▸ DOCUMENTO:
Importa observar que o Tribunal de Justiça já esclareceu que a recuperação deve ocorrer no prazo fixado na decisão da Comissão adotada ao abrigo do artigo 108.o, n.o 1, TFUE ou, se for o caso, no prazo posteriormente estabelecido pela Comissão. Por uma questão de princípio, uma recuperação extemporânea — ou seja, uma recuperação após os prazos estipulados pela Comissão — não satisfaz os requisitos estabelecidos nos Tratados ( 20 ).

37.

No seu recente acórdão Comissão/Eslováquia, já referido, o Tribunal de Justiça julgou improcedente, pelos mesmos motivos, um argumento semelhante ao avançado pelo Governo alemão no presente processo ( 21 ).

38.

Por conseguinte, considero que os artigos 288.°, n.o 4, e 108.°, n.o 2, TFUE impõem uma obrigação de resultado ao Estado‑Membro destinatário de uma decisão de recuperação. Assim, o Estado‑Membro só dá cumprimento efetivo à decisão da Comissão depois de o beneficiário do auxílio incompatível o ter restituído integralmente ao Estado.

39.

▸ PROBLEMAS PARA RESOLVER:
1: De acordo com o documento, em que momento o Estado‑Membro dá cumprimento efetivo à decisão da Comissão?
2: Copie do documento, sem alterações, todo o trecho desde "No seu recente" até "integralmente ao Estado.".

▸ LINHAS DE DADOS:
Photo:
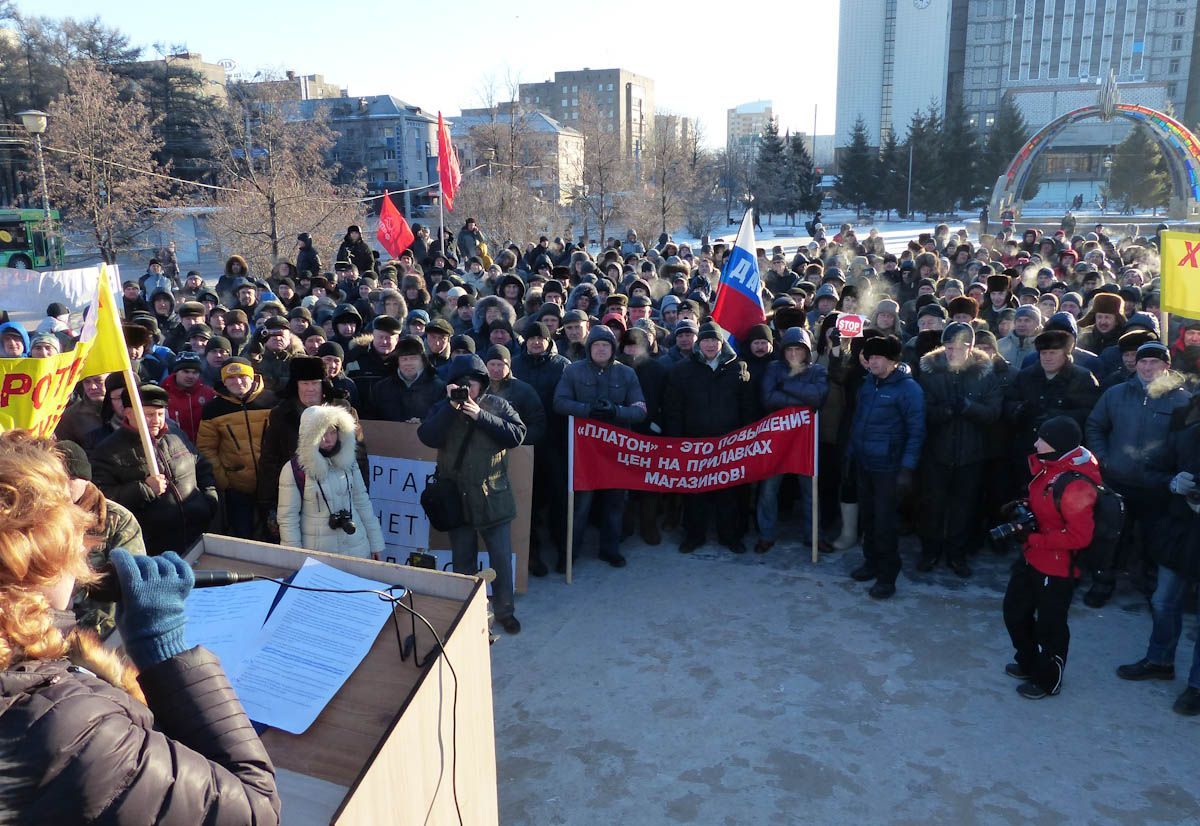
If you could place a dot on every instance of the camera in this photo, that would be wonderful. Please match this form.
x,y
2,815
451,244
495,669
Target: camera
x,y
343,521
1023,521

==

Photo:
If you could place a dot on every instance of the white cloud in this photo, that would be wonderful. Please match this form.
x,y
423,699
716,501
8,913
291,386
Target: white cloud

* * *

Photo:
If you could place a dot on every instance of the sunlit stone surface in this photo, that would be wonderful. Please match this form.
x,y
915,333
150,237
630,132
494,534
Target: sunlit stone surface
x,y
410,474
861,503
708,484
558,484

▸ SOLUÇÕES DOS EXERCÍCIOS:
1: Só depois de o beneficiário do auxílio incompatível o ter restituído integralmente ao Estado.

2:
No seu recente acórdão Comissão/Eslováquia, já referido, o Tribunal de Justiça julgou improcedente, pelos mesmos motivos, um argumento semelhante ao avançado pelo Governo alemão no presente processo ( 21 ).

38.

Por conseguinte, considero que os artigos 288.°, n.o 4, e 108.°, n.o 2, TFUE impõem uma obrigação de resultado ao Estado‑Membro destinatário de uma decisão de recuperação. Assim, o Estado‑Membro só dá cumprimento efetivo à decisão da Comissão depois de o beneficiário do auxílio incompatível o ter restituído integralmente ao Estado.